▶ Instructions to follow: In the records below, find the line with "The mask written" and the line with "box: [564, 250, 932, 538]"; return exactly those lines and every line between them.

▶ Records shown:
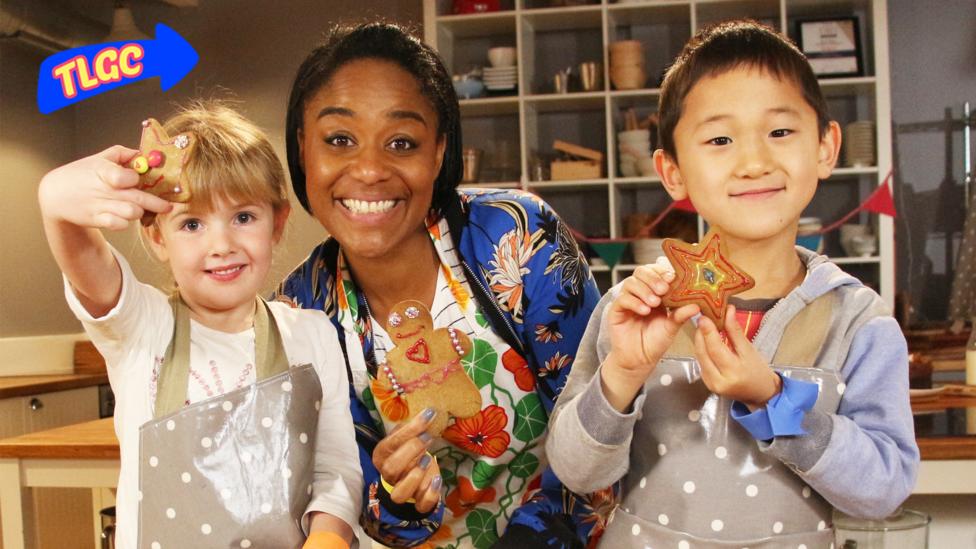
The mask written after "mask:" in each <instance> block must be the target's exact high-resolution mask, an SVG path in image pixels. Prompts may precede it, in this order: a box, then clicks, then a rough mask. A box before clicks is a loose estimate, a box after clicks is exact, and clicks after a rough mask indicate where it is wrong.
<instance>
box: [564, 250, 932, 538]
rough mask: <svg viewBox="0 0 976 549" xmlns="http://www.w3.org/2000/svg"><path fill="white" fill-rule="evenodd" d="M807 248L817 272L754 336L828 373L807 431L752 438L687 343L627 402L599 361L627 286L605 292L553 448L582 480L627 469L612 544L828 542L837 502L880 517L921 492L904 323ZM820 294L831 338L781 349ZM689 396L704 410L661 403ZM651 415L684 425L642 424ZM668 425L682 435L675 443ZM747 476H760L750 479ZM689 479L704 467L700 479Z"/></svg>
==
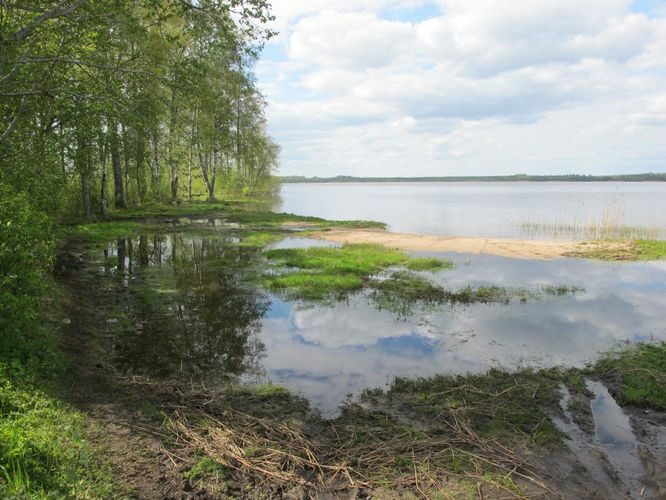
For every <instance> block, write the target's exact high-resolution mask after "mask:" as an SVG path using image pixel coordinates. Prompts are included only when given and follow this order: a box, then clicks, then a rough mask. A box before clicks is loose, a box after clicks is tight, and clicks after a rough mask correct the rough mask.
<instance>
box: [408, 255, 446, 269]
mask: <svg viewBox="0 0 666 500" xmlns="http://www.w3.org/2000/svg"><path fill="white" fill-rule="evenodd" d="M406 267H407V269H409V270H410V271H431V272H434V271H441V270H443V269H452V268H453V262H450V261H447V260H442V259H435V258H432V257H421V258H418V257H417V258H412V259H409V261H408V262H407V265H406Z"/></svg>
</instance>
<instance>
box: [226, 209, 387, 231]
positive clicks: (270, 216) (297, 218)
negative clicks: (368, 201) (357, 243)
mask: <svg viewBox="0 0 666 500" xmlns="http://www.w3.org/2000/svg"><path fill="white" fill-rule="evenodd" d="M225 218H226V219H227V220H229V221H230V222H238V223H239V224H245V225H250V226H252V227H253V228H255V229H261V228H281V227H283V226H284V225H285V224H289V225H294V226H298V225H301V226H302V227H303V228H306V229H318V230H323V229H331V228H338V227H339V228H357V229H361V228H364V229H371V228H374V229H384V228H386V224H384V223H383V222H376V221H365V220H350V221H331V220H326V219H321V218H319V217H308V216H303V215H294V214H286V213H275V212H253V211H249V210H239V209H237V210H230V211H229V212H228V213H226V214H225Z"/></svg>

▶ Solution to this problem:
The mask written after "mask:" in each <instance> block must be the target's exact high-resolution mask, an SVG path in image pixels. Prompts may precede it, in this order: a box, then clicks, then a rough mask. A box before clicks is a loose estimate, a box after clicks is exact, and clicks after a rough mask indicate where it is wrong.
<instance>
box: [564, 250, 932, 538]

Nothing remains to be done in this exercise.